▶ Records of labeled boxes
+++

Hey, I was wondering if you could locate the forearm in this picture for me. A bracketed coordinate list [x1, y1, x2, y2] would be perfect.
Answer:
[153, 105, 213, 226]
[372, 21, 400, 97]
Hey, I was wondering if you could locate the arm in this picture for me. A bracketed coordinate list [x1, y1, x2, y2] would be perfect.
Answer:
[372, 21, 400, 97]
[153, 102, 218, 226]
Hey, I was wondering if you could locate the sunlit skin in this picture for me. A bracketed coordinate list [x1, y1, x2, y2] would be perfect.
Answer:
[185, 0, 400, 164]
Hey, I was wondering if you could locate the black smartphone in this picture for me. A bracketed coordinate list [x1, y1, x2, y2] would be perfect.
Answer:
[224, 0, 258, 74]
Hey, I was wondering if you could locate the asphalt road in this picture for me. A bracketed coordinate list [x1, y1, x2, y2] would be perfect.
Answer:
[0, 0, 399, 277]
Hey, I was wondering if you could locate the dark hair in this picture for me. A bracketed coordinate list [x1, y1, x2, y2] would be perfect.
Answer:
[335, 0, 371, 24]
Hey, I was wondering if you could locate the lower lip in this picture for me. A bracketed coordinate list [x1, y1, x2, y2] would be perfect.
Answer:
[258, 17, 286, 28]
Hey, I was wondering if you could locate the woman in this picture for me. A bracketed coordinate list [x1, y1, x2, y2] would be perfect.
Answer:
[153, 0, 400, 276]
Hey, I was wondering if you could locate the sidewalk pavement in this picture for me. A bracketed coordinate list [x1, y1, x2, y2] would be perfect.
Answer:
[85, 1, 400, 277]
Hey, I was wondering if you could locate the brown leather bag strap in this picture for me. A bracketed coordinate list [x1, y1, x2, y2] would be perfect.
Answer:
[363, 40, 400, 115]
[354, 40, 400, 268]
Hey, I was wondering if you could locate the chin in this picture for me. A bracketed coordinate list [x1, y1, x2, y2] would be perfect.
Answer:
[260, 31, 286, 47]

+++

▶ WHAT TO PRODUCE
Turn every line of the material above into a numbered list, and leave out any blank lines.

▶ RESULT BELOW
1. Hey, I was wondering if you could locate the forearm in this picture for me. A bracketed coordinate list [x1, y1, x2, y2] would be perfect.
2. Answer:
3. [153, 105, 213, 226]
4. [372, 21, 400, 97]
5. Hey, I was wondering if you could locate the arm in this picture for me. A bracketed coordinate list [x1, y1, x2, y2] would be perfect.
6. Answer:
7. [372, 21, 400, 97]
8. [153, 102, 218, 226]
9. Hey, I was wondering if you could locate the sunlit skin in this picture for me. A bracketed coordinate list [x1, y1, x2, y2] would be perfect.
10. Answer:
11. [185, 0, 400, 164]
12. Hey, I was wondering if you could locate the black smartphone in this picture for me. A bracketed coordinate list [x1, y1, x2, y2] would be perfect.
13. Answer:
14. [224, 0, 258, 74]
15. Hey, I was wondering if you could locate the asphalt road in this picture for me. A bracketed coordinate list [x1, y1, x2, y2] would be perfect.
16. Answer:
17. [0, 0, 399, 277]
18. Hey, I was wondering if you could locate the dark hair in this picture for me. A bracketed coordinate list [x1, y1, x2, y2] would be perfect.
19. Answer:
20. [335, 0, 371, 24]
21. Hey, I was wondering if you could locate the lower lip in this picture for me. A bracketed coordinate list [x1, y1, x2, y2] would be perfect.
22. Answer:
23. [258, 17, 286, 28]
24. Hey, I was wondering if you could locate the woman in this picture for me. A bracketed coordinate list [x1, y1, x2, y2] would be perfect.
25. Answer:
26. [153, 0, 400, 276]
27. Hey, I was wondering if you could locate the sidewalk pavement in this picture for me. A bracketed coordinate list [x1, y1, x2, y2] would be perfect.
28. Answer:
29. [85, 1, 400, 277]
30. Hey, I was wondering if you could locate the brown leather bag strap in this picture for me. A bracketed coordinate list [x1, y1, x2, y2] would be perfect.
31. Answer:
32. [363, 40, 400, 115]
33. [354, 40, 400, 268]
34. Hey, I was wondering if you could locate the chin in this picture for me. A bracketed coordinate list [x1, y1, x2, y2] would be perfect.
35. Answer:
36. [260, 31, 286, 47]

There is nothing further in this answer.